Passage shown:
== Segment start ==
The effects of rest and treatment following sport-related concussion: a systematic review of the literature
- Kathryn J Schneider1,
- Grant L Iverson2,
- Carolyn A Emery1,3,4,
- Paul McCrory5,
- Stanley A Herring6,7,
- Willem H Meeuwisse1,3
- 1Faculty of Kinesiology, Sport Injury Prevention Research Centre, University of Calgary, Calgary, Alberta, Canada
- 2Department of Psychiatry, Faculty of Medicine, University of British Columbia, Vancouver, British Columbia, Canada
- 3Department of Community Health Sciences, Faculty of Medicine, University of Calgary, Calgary, Alberta, Canada
- 4Alberta Children's Hospital Research Institute for Child & Maternal Health, Faculty of Medicine, University of Calgary, Calgary, Canada
- 5The Florey Institute of Neuroscience and Mental Health, University of Melbourne & Melbourne Brain Centre, Heidelberg, Victoria, Australia
- 6Departments of Rehabilitation Medicine, Orthopaedics and Sports Medicine and Neurological Surgery, University of Washington, Seattle, Washington, USA
- 7Seattle Sports Concussion Program, Team Physician Seattle Seahawks and Seattle Mariners, Seattle, Washington, USA
- Correspondence to Dr Kathryn J Schneider, Faculty of Kinesiology, Sport Injury Prevention Research Centre, University of Calgary, 2500 University Drive N.W., Calgary, Alberta, Canada T2N 1N4;
- Received 15 January 2013
- Accepted 20 January 2013
Objective To evaluate the evidence for rest, treatment, and rehabilitation following sport-related concussion (SRC).
== Segment end ==
Data for analysis:
== Segment start ==
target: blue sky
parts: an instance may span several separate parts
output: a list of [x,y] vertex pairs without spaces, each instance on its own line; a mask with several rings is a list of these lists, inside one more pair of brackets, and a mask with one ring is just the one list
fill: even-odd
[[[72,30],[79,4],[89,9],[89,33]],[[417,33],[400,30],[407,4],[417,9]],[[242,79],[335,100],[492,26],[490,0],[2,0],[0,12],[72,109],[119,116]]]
== Segment end ==
Tasks for this exercise:
A: According to the concussion review, on what date was it accepted?
B: Pick up the concussion review after its stated objective and carry it further.

Expected results:
A: 20 January 2013

B:
Data sources PubMed, CINAHL, PsychInfo, Cochrane Controlled Trials Registers, Health STAR, Sport Discus, EMBASE, Web of Science, and ProQuest.
Study selection Articles were included if they met the following criteria: original research, reported SRC as a source of injury, and evaluated the effect of rest or treatment.
Data extraction Study design, participants, treatment, outcome measures, and key findings.
Data synthesis Three studies met the inclusion criteria for evaluating the effects of rest and twelve for treatment. Low-intensity aerobic exercise may be of benefit.
Conclusions The current evidence evaluating the effect of rest and treatment following SRC is sparse. An initial period of rest may be of benefit. Low-level exercise and multimodal physiotherapy may be of benefit for those who are slow to recover. There is a strong need for high level studies evaluating the effects of rest and treatment following SRC.